Work item
When you answer, restate the entries below without altering anything.

(Stored records)
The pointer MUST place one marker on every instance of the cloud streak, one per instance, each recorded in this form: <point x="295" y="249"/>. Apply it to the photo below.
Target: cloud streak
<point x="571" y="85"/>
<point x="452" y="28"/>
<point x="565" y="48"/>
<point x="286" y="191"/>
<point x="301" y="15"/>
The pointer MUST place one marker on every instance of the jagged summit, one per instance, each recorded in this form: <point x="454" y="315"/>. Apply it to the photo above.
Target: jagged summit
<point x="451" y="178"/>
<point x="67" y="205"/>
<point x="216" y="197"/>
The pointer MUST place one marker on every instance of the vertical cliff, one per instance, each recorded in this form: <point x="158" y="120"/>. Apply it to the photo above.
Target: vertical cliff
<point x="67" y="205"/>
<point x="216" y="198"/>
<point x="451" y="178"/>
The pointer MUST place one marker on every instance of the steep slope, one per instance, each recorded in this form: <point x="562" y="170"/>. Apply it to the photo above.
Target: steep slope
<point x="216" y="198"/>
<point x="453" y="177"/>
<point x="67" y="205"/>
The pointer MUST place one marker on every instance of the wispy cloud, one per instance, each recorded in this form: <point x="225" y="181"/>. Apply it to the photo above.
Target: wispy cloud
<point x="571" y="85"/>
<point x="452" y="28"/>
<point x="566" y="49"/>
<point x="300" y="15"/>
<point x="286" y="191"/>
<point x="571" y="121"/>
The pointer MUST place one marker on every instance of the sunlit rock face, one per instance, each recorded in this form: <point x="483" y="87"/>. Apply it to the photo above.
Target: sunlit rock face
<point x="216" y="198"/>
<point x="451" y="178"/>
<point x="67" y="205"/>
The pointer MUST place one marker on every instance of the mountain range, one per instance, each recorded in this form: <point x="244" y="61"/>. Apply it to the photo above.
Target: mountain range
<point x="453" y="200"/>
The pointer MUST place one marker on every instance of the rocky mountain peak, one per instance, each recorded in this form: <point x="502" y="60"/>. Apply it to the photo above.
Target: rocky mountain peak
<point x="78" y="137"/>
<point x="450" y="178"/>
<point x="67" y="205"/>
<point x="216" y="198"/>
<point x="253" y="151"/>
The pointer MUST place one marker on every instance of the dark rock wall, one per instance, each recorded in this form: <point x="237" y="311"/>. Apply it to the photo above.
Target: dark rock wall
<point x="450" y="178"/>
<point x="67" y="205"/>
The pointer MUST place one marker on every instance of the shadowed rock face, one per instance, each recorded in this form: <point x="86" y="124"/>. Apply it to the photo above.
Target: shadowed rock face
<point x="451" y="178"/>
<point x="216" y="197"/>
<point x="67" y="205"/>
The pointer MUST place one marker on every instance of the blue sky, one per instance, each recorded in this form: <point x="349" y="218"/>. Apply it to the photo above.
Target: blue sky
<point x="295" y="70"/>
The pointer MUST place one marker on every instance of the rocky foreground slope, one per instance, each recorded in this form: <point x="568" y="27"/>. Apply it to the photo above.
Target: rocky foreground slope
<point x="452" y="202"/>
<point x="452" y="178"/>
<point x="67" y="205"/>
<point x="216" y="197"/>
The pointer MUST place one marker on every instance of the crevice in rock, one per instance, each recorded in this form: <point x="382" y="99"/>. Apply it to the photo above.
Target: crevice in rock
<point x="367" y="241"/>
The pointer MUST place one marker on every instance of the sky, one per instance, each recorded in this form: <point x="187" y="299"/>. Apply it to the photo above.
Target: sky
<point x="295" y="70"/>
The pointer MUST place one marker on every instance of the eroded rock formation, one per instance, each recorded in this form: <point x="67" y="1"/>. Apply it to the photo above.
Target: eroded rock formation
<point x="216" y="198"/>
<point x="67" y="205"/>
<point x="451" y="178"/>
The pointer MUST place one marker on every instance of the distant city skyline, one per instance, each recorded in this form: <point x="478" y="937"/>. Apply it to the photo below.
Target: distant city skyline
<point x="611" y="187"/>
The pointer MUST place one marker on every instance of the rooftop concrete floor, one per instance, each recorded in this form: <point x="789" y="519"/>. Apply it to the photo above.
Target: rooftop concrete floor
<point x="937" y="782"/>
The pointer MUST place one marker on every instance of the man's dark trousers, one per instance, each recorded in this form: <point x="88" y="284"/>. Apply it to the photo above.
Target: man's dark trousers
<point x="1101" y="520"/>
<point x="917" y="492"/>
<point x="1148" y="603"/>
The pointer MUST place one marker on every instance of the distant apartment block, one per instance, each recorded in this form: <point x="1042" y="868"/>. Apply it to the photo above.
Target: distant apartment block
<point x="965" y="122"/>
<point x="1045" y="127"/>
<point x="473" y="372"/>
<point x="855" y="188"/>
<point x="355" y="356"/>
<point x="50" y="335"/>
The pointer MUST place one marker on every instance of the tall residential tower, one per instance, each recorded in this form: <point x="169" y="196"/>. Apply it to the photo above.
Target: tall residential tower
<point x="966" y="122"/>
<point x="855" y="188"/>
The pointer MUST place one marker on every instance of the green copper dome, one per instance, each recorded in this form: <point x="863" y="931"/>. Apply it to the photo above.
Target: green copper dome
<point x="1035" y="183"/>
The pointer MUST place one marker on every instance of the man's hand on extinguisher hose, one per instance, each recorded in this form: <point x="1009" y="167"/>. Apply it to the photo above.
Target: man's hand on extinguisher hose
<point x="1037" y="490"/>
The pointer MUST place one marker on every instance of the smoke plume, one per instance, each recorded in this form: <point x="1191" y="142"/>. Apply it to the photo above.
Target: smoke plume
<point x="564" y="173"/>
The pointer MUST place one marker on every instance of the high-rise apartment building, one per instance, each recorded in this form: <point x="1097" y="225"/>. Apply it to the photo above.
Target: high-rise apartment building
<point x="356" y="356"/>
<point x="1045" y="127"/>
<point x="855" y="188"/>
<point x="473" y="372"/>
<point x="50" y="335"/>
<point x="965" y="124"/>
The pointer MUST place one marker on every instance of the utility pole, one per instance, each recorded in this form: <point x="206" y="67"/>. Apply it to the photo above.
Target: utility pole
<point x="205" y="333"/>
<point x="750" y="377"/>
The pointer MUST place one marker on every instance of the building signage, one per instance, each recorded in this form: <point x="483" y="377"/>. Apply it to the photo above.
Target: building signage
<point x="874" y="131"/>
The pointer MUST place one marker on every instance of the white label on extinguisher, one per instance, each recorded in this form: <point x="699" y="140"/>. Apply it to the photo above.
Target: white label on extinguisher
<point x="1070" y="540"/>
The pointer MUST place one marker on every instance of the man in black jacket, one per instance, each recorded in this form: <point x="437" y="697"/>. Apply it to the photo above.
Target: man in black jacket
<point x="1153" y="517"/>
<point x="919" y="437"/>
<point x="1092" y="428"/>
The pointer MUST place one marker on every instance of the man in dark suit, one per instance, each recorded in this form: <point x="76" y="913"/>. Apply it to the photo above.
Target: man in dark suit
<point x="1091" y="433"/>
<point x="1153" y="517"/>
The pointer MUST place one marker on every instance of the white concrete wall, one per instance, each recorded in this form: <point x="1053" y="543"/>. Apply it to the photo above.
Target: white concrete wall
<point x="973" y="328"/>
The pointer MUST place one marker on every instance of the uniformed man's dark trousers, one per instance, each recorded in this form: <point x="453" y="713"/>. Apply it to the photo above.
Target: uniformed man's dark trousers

Completed task
The pointer MUST place one marker on every instance of the cloud streak, one per instance, each recorded in this form: <point x="295" y="249"/>. Apply it to the photo below.
Target: cloud streak
<point x="571" y="85"/>
<point x="452" y="28"/>
<point x="565" y="48"/>
<point x="286" y="191"/>
<point x="301" y="15"/>
The pointer MUST place one marker on every instance of the jagged summit, one per instance, each recorded in this form: <point x="454" y="315"/>. Apply it to the photo above.
Target: jagged summit
<point x="451" y="178"/>
<point x="67" y="205"/>
<point x="216" y="197"/>
The pointer MUST place one marker on every instance of the vertical cliff, one per instance, each recorded in this form: <point x="158" y="120"/>. Apply it to the photo above.
Target: vertical cliff
<point x="67" y="205"/>
<point x="216" y="198"/>
<point x="451" y="178"/>
The pointer MUST place one marker on every instance of the steep slope, one per instance, each recorded in this form: <point x="562" y="170"/>. Apply it to the photo above.
Target: steep slope
<point x="216" y="198"/>
<point x="453" y="177"/>
<point x="67" y="205"/>
The pointer MUST place one marker on every instance of the wispy cloud, one per instance, each recorded in this form: <point x="225" y="181"/>. Apply it to the photo above.
Target: wispy cloud
<point x="571" y="85"/>
<point x="452" y="28"/>
<point x="566" y="49"/>
<point x="300" y="15"/>
<point x="286" y="191"/>
<point x="571" y="121"/>
The pointer MUST place one marker on every instance of the sunlit rock face, one per instance, each recorded in this form: <point x="483" y="87"/>. Apply it to the photo above.
Target: sunlit rock face
<point x="216" y="198"/>
<point x="451" y="178"/>
<point x="67" y="205"/>
The pointer MUST place one marker on every instance of the mountain range, one per instance, each recorded in this form: <point x="244" y="61"/>. Apply it to the photo above.
Target: mountain range
<point x="453" y="200"/>
The pointer MUST place one marker on every instance of the rocky mountain peak, one per instance, each recorded in this form: <point x="502" y="60"/>. Apply it to the photo above.
Target: rocky mountain peak
<point x="78" y="137"/>
<point x="450" y="178"/>
<point x="67" y="205"/>
<point x="216" y="198"/>
<point x="253" y="151"/>
The pointer MUST place one marker on every instance of the dark rock wall, one per instance, each recorded in this form: <point x="237" y="311"/>. Apply it to the photo above.
Target: dark rock wall
<point x="450" y="178"/>
<point x="67" y="205"/>
The pointer MUST place one marker on every instance of the shadowed rock face, one per instance, each recorded in this form: <point x="86" y="124"/>. Apply it to the photo above.
Target: shadowed rock face
<point x="451" y="178"/>
<point x="216" y="197"/>
<point x="67" y="205"/>
The pointer MUST place one marker on every instance of the blue sky, one per instance, each recorded in this form: <point x="349" y="218"/>. Apply it to the photo above.
Target: blue sky
<point x="295" y="70"/>
The pointer MUST place one marker on every instance of the rocky foreground slope, one per instance, each recorded in this form: <point x="568" y="27"/>. Apply it to the photo above.
Target: rocky foreground slope
<point x="452" y="202"/>
<point x="452" y="178"/>
<point x="67" y="205"/>
<point x="216" y="197"/>
The pointer MUST place one marker on every instance of the crevice in rock, one per instance, each recorded in this form: <point x="382" y="99"/>. Apply it to the photo above.
Target: crevice in rock
<point x="367" y="241"/>
The pointer MUST place one marker on every instance of the sky, one per instance, each recorded in this form: <point x="187" y="299"/>. Apply it to the photo above.
Target: sky
<point x="295" y="70"/>
The pointer MUST place one marker on every instance of the eroded rock formation, one per instance, each recorded in this form: <point x="67" y="1"/>. Apply it to the photo above.
Target: eroded rock formation
<point x="216" y="198"/>
<point x="67" y="205"/>
<point x="451" y="178"/>
The pointer MUST place one marker on every instance of the distant city skyline, one per instance, each recorded in this form: <point x="478" y="937"/>. Apply it to the photo below.
Target: distant city skyline
<point x="611" y="187"/>
The pointer MUST place one marker on every instance of the rooftop concrete floor, one per instance, each recorded in this form: <point x="789" y="519"/>. Apply it to the photo above.
Target: rooftop concrete floor
<point x="937" y="782"/>
The pointer MUST place one marker on every instance of the man's dark trousers, one per instance, each recorded in this form: <point x="88" y="284"/>. Apply it to the photo above.
Target: man's dark trousers
<point x="1101" y="520"/>
<point x="917" y="492"/>
<point x="1148" y="603"/>
The pointer MUST place one marker on every instance of the distant apartment block, one per instance, each recorded in this form: <point x="1042" y="868"/>. Apply it to the photo above.
Target: distant apartment block
<point x="965" y="122"/>
<point x="1045" y="127"/>
<point x="473" y="372"/>
<point x="855" y="188"/>
<point x="355" y="356"/>
<point x="50" y="335"/>
The pointer MUST place one marker on every instance of the tall residential tower, one per instance, each recorded in this form: <point x="169" y="196"/>. Apply it to the photo above.
Target: tall residential tower
<point x="966" y="122"/>
<point x="855" y="188"/>
The pointer MUST place one marker on every instance of the green copper dome, one per instance, each recorded in this form: <point x="863" y="931"/>. Apply it to the photo above.
Target: green copper dome
<point x="1035" y="183"/>
The pointer MUST place one marker on every instance of the man's hand on extinguisher hose, one per instance, each recorded in this form: <point x="1009" y="167"/>. Apply it to the photo above.
Target: man's hand on extinguisher hose
<point x="1037" y="490"/>
The pointer MUST place one marker on every instance of the smoke plume, one per instance, each recorded in this form: <point x="1191" y="142"/>. Apply it to the photo above.
Target: smoke plume
<point x="564" y="173"/>
The pointer MUST place one marker on every instance of the high-rise apartment building, one per instance, each recorded in this form: <point x="1097" y="225"/>. Apply it to the photo above.
Target: high-rise apartment building
<point x="356" y="356"/>
<point x="1045" y="127"/>
<point x="855" y="188"/>
<point x="473" y="372"/>
<point x="50" y="335"/>
<point x="965" y="124"/>
The pointer MUST place one marker on every instance of the utility pole, one per instance, each recorded in this form: <point x="206" y="67"/>. Apply it to the photo above.
Target: utility pole
<point x="205" y="333"/>
<point x="750" y="377"/>
The pointer MUST place one marker on every instance of the building signage, one per instance, each recorded in this form: <point x="483" y="377"/>. Apply it to the photo above.
Target: building signage
<point x="874" y="131"/>
The pointer MUST place one marker on every instance of the white label on extinguisher, one per instance, each recorded in this form: <point x="699" y="140"/>. Apply it to the photo above.
Target: white label on extinguisher
<point x="1070" y="540"/>
The pointer MUST place one marker on every instance of the man in black jacket, one per instance, each recorded in this form: <point x="437" y="697"/>. Apply it to the photo above.
Target: man in black jacket
<point x="1153" y="517"/>
<point x="919" y="437"/>
<point x="1092" y="428"/>
The pointer MUST place one marker on every instance of the man in dark suit, one per instance, each recorded in this form: <point x="76" y="913"/>. Apply it to the photo above.
Target: man in dark suit
<point x="1091" y="433"/>
<point x="1153" y="517"/>
The pointer MUST place one marker on every instance of the white concrete wall, one per instance, each recorded in this form: <point x="1053" y="543"/>. Apply it to the photo above.
Target: white concrete wall
<point x="973" y="328"/>
The pointer MUST place one marker on every instance of the uniformed man's dark trousers, one per instance, each recorded in this form: <point x="453" y="713"/>. Apply it to the photo above.
Target: uniformed man's dark trousers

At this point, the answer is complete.